▶ [Point labeling examples]
********************
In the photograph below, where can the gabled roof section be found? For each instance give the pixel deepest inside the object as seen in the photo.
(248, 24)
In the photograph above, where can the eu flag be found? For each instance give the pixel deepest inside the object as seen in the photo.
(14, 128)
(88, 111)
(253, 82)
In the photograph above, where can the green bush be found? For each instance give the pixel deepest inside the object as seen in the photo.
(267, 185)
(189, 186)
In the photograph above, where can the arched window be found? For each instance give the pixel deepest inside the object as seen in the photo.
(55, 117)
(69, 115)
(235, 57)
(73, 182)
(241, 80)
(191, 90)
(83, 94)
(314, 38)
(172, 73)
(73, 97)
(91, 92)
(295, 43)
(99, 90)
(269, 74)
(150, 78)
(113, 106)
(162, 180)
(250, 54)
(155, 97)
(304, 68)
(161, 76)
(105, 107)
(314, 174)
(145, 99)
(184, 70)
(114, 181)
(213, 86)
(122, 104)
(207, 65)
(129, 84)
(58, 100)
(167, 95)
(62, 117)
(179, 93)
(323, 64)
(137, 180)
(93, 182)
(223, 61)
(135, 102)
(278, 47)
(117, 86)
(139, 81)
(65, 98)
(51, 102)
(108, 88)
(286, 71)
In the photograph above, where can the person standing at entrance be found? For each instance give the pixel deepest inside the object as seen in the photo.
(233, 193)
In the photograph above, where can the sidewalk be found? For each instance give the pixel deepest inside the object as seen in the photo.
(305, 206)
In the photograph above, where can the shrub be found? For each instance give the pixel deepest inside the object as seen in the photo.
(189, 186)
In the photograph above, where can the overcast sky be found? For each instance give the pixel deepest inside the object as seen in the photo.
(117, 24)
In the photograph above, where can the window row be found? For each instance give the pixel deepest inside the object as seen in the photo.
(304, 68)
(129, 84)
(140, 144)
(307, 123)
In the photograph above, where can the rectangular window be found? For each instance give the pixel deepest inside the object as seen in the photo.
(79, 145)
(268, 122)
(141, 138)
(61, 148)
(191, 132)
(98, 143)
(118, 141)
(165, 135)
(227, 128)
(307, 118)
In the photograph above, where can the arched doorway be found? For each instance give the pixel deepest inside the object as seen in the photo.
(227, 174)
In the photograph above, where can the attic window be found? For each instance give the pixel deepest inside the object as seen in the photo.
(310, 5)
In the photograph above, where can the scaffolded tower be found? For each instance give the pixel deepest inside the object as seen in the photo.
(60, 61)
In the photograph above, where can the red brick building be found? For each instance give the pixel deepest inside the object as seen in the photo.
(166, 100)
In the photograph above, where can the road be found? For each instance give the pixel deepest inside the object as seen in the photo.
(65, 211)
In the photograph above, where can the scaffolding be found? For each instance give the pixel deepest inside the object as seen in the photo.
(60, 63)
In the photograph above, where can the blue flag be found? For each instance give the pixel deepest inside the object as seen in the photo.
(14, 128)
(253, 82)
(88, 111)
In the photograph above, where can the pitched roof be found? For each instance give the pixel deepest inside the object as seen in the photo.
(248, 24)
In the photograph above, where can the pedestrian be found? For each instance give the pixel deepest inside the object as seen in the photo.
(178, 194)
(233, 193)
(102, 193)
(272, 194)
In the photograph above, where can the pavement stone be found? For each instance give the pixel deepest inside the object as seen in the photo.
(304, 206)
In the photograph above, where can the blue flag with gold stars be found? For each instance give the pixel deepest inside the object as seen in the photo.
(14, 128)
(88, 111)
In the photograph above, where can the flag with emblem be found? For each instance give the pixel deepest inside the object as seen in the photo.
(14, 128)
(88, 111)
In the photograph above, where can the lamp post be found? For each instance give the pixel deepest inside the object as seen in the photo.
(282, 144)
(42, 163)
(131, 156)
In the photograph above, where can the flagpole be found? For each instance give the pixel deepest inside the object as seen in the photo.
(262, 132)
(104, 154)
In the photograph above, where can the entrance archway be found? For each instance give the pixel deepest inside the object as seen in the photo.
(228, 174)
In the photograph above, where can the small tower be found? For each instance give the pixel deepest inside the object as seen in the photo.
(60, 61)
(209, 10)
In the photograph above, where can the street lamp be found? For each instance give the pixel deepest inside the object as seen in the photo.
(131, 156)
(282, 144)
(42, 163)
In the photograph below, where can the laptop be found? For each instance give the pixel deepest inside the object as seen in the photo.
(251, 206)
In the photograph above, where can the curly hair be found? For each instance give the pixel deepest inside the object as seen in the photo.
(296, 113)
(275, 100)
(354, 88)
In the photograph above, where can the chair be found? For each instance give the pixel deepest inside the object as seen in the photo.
********************
▶ [Requirements] Retype all of the records above word for word, keeping every line in its original order.

▶ [Response to the exercise]
In the photograph below, where can the gabled roof section be found? For each instance give the pixel deepest inside the object as seen in the photo.
(248, 24)
In the photograph above, where can the eu flag be found? For each instance give the pixel deepest inside the object as seen in the photo.
(14, 128)
(88, 111)
(253, 82)
In the photograph above, where can the green bush be found? For each instance give the pixel deepest inside the object as seen in the photo.
(267, 185)
(189, 186)
In the photograph above, where can the arched window be found? For each instance give the pixel deepest inside the object as seen in the photo.
(55, 117)
(69, 115)
(235, 57)
(73, 182)
(241, 80)
(191, 90)
(83, 94)
(314, 38)
(172, 73)
(73, 97)
(91, 92)
(295, 43)
(99, 90)
(269, 74)
(150, 78)
(113, 106)
(162, 180)
(250, 54)
(155, 97)
(304, 68)
(161, 76)
(105, 107)
(314, 174)
(145, 99)
(184, 70)
(114, 181)
(213, 86)
(122, 104)
(207, 65)
(129, 84)
(58, 100)
(167, 95)
(62, 117)
(179, 93)
(323, 64)
(137, 180)
(93, 182)
(223, 61)
(135, 102)
(278, 47)
(117, 86)
(139, 81)
(65, 98)
(51, 102)
(108, 88)
(286, 71)
In the photograph above, where can the person standing at entrance be found? For each instance give the pixel deepest inside the object as seen in the photo.
(233, 193)
In the photograph above, where can the sidewalk be found? For each instance give the pixel deepest inside the object as seen in the photo.
(305, 206)
In the photograph above, where can the shrub be found? For each instance give the pixel deepest inside the object as seen in the photo.
(189, 186)
In the photograph above, where can the overcast sky be found? For each instance give the pixel deepest inside the object as seen in the photo.
(117, 24)
In the photograph above, where can the window row be found? For each instance give the pixel deepest inside the object as seen in the photo.
(304, 68)
(129, 84)
(140, 144)
(307, 123)
In the photograph above, where can the rectangular window be found? For each instance give the pixel deepest inside the object as seen in the photo.
(79, 145)
(268, 122)
(141, 138)
(61, 148)
(191, 132)
(98, 143)
(118, 141)
(165, 135)
(227, 128)
(307, 118)
In the photograph above, where can the arched doorway be found? For each instance give the pixel deepest inside the object as seen in the photo.
(227, 174)
In the photograph above, where can the attic window be found? For each instance give the pixel deepest inside the object as seen in the photo.
(310, 5)
In the photograph above, where can the scaffolded tower be found? For each instance give the pixel deepest inside the object as seen in the photo.
(60, 61)
In the photograph above, where can the red brick building be found? For each instance give the pixel deepest inside the object as seen in the photo.
(166, 100)
In the photograph above, where can the road be found? For each instance give the pixel deepest inside the object as seen in the photo.
(65, 211)
In the photograph above, where can the scaffolding be found? For each instance give the pixel deepest inside the object as seen in the photo.
(60, 63)
In the photograph above, where can the blue flag be found? For each instance give the pixel deepest inside the object as seen in the photo.
(14, 128)
(253, 82)
(88, 111)
In the photograph above, where can the pitched roof be found? For each instance give the pixel deepest inside the object as seen in the photo.
(248, 24)
In the photograph above, where can the pedestrian be found? For each instance give the pixel deepest inside the object as seen in the photo.
(178, 194)
(233, 193)
(102, 193)
(272, 194)
In the photograph above, where can the pavement stone be found? For each instance give the pixel deepest inside the object as seen in the photo.
(304, 206)
In the photograph above, where can the blue flag with gold stars be found? For each instance give the pixel deepest inside the object as seen in the photo.
(14, 128)
(88, 111)
In the photograph above, where can the flag with emblem be found? For each instance give the pixel deepest inside the object as seen in the photo.
(14, 128)
(88, 111)
In the photograph above, where can the lamp post be found? For each instance give the pixel deepest inside the object as seen in the photo.
(282, 144)
(42, 163)
(131, 156)
In the photograph above, where can the flagpole be found? For each instance give the pixel deepest inside the object as seen in the photo.
(262, 132)
(104, 154)
In the photograph above, where can the entrance archway be found? For each instance give the pixel deepest inside the object as seen in the photo.
(228, 174)
In the photograph above, where can the small tower be found? For each instance give the pixel deepest inside the object as seen in the photo.
(60, 61)
(209, 10)
In the photograph above, where can the street lamp be found? For each instance give the pixel deepest inside the object as seen in the photo.
(131, 156)
(282, 144)
(42, 163)
In the photograph below, where can the laptop be found? For each instance give the pixel deepest inside the object as seen in the photo.
(251, 206)
In the photograph above, where can the curly hair be found? For each instance give the pixel deepest inside the object as seen in the photo.
(296, 113)
(275, 100)
(354, 88)
In the photograph above, where can the chair be found? For each instance give the pixel deepest inside the object as seen in the photo.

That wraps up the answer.